_Objetivos_
[1] Responda, com base no relato de viagem:
(a) Em que cidade dormiram no segundo dia?
(b) Por quantas noites ficaram hospedados em Salvador?
(c) De que estado vieram os primos do pai que moravam em Salvador?
[2] Por favor, reproduza fielmente o trecho do relato de viagem entre "No segundo dia, dormimos" e "deles no Cabula.", inclusive.

━━━━━ Trecho do texto ━━━━━

No segundo dia, dormimos em Teófilo Ottoni e no dia seguinte paramos em Governador Valadares, onde meu pai tinha família – parte dos Giesbrechts está lá, pois meu bisavô morreu lá depois de ter sido prefeito. Conversas mil, seguimos no mesmo dia até Jequié. Dormimos nessa cidade baiana. No quarto dia, chegamos a Salvador, onde dormimos por duas noites num hotel no centro da cidade. É, nessa época havia hotéis decentes no centro. Lá também meu pai tinha primos, que vieram de Santa Catarina. Gente com cara de alemães, mas com sotaque baiano. Conhecemos a cidade e as praias, além do sítio deles no Cabula.

━━━━━ Seção de dados ━━━━━

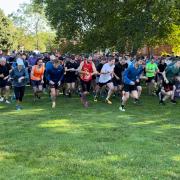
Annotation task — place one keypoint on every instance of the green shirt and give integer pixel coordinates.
(152, 68)
(172, 71)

━━━━━

_Respostas em ordem_
[1]
(a) Em Teófilo Ottoni.
(b) Por duas noites.
(c) De Santa Catarina.

[2]
No segundo dia, dormimos em Teófilo Ottoni e no dia seguinte paramos em Governador Valadares, onde meu pai tinha família – parte dos Giesbrechts está lá, pois meu bisavô morreu lá depois de ter sido prefeito. Conversas mil, seguimos no mesmo dia até Jequié. Dormimos nessa cidade baiana. No quarto dia, chegamos a Salvador, onde dormimos por duas noites num hotel no centro da cidade. É, nessa época havia hotéis decentes no centro. Lá também meu pai tinha primos, que vieram de Santa Catarina. Gente com cara de alemães, mas com sotaque baiano. Conhecemos a cidade e as praias, além do sítio deles no Cabula.